◆ **Trecho**:
========

Pesquisadores, ambientalistas, guias e barqueiros descobriram que o melhor caminho era, aos poucos, acostumar as onças à aproximação humana. No Jofre isso é feito em pequenas lanchas. As onças procuram às margens rios e corixos, os riachos pantaneiros, para beber água, descansar e caçar jacarés e capivaras.
Mas não foi de uma hora para outra que elas se habituaram aos humanos. De início, explica Tortato, eram os machos os menos tímidos. Mas os machos mudam com frequência de território e o aprendizado se perde. Tudo mudou quando as fêmeas começaram a tolerar a presença humana, salienta Tortato.
“Elas veem a mãe acostumada a humanos e se acostumam também. Aprendem a não se incomodar com pessoas. Mas, diferentemente dos machos, as fêmeas ficam próximas do território da mãe. Com isso, de geração em geração, o Jofre passou a ter onças habituadas a nós”, explica Tortato.

========

◆ **Enunciado**:
Escreva a continuação do trecho sobre as onças do Jofre, começando logo depois da última frase apresentada. Os dados não têm relação com o trecho.

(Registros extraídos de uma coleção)
========

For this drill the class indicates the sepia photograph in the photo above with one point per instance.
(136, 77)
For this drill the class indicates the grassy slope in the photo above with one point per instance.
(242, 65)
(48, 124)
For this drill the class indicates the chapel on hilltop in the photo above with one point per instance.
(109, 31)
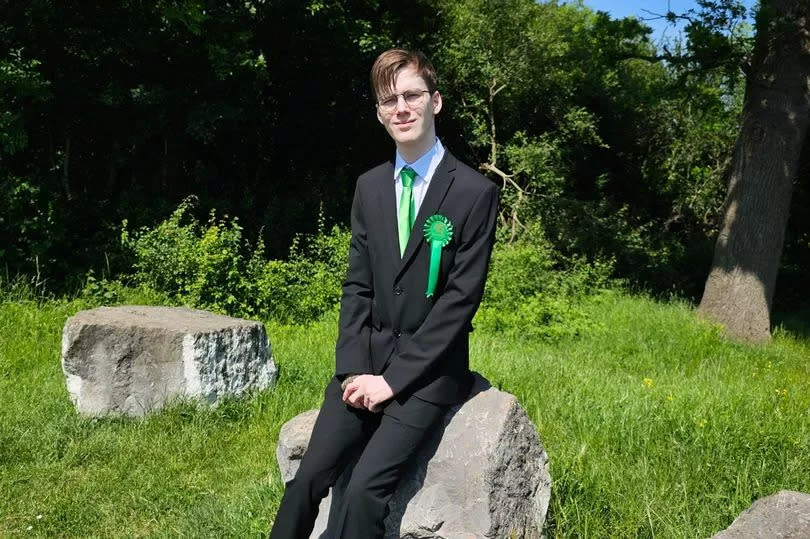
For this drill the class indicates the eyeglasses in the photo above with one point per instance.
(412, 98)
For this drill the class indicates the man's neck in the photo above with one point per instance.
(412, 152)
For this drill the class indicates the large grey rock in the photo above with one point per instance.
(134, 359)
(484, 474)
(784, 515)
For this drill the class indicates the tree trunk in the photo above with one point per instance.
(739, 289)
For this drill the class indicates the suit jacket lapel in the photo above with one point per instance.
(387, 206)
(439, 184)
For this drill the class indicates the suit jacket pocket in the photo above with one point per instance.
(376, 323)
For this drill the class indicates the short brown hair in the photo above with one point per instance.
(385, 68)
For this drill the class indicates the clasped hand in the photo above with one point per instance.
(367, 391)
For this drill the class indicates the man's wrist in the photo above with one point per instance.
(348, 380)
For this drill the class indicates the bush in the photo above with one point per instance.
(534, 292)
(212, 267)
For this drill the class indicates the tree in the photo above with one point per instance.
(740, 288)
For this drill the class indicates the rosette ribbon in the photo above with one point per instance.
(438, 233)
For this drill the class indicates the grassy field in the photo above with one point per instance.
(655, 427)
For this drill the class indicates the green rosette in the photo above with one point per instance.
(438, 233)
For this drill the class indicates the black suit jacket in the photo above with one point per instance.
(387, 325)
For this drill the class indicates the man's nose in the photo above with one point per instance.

========

◆ **Resposta**:
Lara viu Kyra, a mãe de Patrícia, romper a fronteira que separava homens e felinos no Pantanal. Ela foi uma das primeiras onças a se habituar à presença humana na região de Porto Jofre. Foi observada pela primeira vez em 2008.
Kyra abriu um caminho trilhado nos barrancos e aguapés, nas margens do São Lourenço, do Três Irmãos e de outros rios e corixos. Seus passos foram seguidos pelos filhos.
Das filhas de Kyra, Patrícia é a mais acostumada ao bicho homem. Descansa, caça e procria como se gente não houvesse. Teve filhotes habituados, dos quais a mais observada é a Medrosa. Marcela, uma das filhas de Medrosa, herdou os olhos cor de âmbar da mãe, mais escuro que o dourado usual das pintadas.
No mesmo dia em que Patrícia, Kasimir e Krishna eram vistos no Corixo Negro atrás de jacarés, guias informavam que Rio, irmão de Marcela, também estava na área.
O horário nobre das onças
Tortato ressalta que 95% do território das onças não são observáveis pelos turistas nos barcos e isso ajuda a reduzir o impacto do turismo sobre a espécie. São lugares inacessíveis, as matas de cordilheiras e vastos campos alagadiços, onde há abundância de capivaras e jacarés.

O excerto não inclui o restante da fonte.